» **To do**:
Show, from the entries below, every line in which "flat" appears.

» **Supplied data**:
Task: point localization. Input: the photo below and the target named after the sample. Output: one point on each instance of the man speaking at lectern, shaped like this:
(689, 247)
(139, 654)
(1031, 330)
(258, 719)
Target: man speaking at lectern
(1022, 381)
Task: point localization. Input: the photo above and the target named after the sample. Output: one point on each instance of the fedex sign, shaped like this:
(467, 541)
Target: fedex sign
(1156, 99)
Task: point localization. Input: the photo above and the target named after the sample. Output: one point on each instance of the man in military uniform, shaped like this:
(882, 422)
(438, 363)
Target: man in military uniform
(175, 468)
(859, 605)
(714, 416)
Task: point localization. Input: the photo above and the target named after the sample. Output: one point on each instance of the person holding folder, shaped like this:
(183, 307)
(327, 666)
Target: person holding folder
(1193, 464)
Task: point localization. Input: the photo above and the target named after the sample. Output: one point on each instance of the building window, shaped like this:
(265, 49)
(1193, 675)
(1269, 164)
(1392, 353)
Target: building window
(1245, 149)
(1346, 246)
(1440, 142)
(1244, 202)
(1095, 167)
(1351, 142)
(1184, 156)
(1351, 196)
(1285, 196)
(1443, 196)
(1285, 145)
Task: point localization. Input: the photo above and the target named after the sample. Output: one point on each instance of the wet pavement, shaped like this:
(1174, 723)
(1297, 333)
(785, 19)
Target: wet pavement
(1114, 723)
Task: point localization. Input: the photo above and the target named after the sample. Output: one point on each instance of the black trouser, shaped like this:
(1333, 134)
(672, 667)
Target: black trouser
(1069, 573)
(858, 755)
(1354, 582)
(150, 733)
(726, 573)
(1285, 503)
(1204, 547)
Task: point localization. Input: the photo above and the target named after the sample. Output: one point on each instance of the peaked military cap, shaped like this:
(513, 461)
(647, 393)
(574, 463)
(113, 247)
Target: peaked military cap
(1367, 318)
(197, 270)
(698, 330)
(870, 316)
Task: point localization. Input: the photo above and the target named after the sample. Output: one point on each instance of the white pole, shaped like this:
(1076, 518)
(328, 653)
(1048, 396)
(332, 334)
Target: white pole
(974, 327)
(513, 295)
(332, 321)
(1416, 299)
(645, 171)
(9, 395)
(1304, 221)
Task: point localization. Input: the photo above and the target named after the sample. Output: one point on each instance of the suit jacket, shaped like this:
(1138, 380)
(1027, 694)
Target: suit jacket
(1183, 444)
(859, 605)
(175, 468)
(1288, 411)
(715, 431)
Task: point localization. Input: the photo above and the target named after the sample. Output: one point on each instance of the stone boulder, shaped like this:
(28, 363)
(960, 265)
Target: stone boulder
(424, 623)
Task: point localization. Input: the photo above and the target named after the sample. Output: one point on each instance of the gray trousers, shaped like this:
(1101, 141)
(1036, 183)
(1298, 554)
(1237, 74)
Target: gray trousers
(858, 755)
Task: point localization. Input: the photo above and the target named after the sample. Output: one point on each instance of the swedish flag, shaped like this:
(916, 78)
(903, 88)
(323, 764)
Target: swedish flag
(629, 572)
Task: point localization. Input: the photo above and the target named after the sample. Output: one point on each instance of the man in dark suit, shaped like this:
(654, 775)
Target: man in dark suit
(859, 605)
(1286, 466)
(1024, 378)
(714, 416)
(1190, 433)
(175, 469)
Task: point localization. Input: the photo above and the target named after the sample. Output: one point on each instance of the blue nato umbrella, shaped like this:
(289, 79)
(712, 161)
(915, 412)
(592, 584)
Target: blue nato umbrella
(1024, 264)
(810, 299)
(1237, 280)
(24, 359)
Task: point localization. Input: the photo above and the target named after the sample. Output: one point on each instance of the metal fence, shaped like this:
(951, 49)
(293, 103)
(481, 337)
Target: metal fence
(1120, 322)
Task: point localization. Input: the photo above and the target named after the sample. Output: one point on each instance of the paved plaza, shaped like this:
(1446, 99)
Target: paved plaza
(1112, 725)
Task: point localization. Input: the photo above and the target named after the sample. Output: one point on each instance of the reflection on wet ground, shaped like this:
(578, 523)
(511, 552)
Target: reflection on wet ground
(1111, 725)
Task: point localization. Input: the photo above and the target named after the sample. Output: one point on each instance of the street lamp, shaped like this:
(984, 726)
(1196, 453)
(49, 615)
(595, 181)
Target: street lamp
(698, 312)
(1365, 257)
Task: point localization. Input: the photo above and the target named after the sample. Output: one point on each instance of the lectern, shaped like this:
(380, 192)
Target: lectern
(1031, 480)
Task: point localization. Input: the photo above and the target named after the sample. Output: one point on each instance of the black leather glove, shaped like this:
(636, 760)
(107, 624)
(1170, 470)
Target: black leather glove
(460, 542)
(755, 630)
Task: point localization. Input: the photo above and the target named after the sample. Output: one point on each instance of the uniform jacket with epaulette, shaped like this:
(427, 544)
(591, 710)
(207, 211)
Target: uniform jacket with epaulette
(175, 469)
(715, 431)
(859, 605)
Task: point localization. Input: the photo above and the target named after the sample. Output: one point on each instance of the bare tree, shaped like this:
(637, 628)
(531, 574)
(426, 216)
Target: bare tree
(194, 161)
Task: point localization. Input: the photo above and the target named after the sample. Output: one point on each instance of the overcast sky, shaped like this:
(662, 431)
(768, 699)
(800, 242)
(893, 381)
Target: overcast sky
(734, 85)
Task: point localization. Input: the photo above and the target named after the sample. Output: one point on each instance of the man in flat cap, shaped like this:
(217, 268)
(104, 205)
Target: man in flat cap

» **Problem solution**:
Task: point localization. Input: the photo above and the target named after the sample. Output: one point on each instance of the man in flat cap, shaped like this:
Target: man in flat cap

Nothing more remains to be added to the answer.